[Your task]: Every line of the data that contains the string "blue" must be copied.

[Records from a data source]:
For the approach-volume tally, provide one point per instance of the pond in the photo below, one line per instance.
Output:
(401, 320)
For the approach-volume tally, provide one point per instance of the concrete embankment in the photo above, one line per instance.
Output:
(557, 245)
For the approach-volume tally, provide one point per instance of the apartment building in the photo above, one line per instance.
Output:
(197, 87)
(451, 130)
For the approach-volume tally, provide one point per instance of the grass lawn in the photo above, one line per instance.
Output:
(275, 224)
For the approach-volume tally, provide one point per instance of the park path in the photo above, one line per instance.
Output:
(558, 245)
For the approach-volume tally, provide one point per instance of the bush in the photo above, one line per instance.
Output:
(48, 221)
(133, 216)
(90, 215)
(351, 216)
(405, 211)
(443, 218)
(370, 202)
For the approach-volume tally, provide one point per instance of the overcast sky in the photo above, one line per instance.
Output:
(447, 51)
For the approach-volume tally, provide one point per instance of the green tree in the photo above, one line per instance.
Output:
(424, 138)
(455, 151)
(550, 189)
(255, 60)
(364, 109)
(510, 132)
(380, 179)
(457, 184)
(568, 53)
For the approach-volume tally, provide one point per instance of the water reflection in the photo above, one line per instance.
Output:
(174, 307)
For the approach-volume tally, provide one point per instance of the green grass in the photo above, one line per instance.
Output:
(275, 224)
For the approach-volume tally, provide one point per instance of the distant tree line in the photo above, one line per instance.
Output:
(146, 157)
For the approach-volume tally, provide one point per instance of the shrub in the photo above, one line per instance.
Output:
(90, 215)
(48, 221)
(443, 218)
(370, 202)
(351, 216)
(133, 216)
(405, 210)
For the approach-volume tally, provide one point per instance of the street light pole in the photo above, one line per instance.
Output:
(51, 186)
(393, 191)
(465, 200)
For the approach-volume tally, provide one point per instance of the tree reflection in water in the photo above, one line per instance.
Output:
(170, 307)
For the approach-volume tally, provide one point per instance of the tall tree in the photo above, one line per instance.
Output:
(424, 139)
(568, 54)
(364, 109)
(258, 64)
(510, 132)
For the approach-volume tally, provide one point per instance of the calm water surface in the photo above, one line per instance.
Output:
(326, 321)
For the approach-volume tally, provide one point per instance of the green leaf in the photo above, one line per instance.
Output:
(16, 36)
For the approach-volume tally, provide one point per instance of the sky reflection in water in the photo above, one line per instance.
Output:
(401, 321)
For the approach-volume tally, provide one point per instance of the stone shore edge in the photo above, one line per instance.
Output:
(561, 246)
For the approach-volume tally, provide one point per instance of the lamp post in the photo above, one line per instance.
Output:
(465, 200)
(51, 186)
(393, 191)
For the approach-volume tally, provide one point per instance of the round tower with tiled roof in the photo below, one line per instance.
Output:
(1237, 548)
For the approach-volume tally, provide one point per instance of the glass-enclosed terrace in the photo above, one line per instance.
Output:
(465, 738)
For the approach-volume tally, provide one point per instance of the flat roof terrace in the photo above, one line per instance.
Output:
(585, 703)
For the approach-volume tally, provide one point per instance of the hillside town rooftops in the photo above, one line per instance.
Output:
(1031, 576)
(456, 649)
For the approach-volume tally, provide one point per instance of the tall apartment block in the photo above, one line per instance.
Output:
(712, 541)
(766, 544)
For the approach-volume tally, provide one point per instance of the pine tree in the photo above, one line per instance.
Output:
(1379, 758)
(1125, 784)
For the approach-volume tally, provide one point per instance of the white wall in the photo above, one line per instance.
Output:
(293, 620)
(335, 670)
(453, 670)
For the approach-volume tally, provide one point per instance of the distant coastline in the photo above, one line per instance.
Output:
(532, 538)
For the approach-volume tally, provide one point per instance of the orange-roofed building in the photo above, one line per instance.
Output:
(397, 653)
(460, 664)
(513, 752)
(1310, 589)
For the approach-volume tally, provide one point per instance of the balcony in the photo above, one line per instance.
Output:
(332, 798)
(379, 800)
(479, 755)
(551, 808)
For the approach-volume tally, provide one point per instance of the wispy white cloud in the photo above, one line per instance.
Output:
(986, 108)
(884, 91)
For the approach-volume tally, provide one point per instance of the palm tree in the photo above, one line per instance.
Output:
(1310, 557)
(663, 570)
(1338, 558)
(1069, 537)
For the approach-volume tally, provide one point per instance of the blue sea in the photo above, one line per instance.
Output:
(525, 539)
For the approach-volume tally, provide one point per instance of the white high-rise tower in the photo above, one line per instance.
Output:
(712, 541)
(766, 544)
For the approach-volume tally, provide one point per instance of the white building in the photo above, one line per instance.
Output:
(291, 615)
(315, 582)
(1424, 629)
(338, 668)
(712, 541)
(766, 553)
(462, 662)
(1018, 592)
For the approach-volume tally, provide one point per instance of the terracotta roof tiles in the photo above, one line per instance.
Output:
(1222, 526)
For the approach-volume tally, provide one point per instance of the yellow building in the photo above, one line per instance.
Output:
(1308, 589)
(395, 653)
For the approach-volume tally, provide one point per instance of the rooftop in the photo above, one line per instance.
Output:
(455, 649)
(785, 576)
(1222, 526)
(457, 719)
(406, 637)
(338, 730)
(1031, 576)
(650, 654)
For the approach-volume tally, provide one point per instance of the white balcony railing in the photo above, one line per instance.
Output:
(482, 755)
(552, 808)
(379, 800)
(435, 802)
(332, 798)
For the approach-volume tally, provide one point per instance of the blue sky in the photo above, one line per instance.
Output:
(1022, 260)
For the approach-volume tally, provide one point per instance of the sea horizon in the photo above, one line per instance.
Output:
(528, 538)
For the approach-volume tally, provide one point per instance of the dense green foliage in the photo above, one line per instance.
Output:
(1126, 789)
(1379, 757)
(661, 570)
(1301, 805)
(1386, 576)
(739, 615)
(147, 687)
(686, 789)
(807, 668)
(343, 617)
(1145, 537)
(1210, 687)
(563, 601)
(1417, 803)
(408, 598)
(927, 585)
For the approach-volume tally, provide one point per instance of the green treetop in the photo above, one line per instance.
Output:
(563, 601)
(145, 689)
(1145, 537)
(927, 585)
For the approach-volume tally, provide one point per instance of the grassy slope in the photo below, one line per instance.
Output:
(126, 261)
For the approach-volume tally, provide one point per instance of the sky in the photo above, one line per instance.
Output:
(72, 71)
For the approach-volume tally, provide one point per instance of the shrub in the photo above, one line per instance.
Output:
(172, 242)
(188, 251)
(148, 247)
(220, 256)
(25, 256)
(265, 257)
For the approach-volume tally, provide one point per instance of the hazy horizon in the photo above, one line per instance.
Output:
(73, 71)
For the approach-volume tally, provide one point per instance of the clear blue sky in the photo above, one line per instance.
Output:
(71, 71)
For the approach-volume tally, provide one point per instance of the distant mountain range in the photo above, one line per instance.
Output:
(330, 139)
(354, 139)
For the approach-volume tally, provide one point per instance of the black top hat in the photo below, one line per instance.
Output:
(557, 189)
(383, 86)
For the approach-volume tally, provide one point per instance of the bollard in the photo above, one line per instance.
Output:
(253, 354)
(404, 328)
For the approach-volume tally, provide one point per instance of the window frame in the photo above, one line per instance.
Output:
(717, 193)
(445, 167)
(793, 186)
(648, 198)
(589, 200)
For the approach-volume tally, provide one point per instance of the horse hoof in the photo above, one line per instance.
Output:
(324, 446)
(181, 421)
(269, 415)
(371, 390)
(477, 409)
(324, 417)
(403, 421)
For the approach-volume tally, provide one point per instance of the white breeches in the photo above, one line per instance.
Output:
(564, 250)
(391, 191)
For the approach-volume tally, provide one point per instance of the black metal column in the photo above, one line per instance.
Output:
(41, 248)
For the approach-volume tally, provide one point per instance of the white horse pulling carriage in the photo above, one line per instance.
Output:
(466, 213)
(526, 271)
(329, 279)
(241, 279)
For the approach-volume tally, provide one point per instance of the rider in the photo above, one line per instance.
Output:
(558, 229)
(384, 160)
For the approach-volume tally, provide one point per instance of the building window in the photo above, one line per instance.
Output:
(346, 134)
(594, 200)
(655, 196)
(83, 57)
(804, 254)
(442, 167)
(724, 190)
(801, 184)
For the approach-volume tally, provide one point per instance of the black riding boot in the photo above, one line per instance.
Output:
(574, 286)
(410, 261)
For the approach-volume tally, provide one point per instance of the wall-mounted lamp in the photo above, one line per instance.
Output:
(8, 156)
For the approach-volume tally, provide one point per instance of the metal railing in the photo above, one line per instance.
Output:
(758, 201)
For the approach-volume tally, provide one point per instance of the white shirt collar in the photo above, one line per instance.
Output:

[Answer space]:
For the approach-volume tally, provide one point per instance of the blue sea in the photo above, one line per instance.
For the approach-volume tally, provide one point per instance of the blue sky in the photo above, one line per instance.
For the approach-volume tally, provide one point per instance of the clear blue sky in the photo above, one line per instance.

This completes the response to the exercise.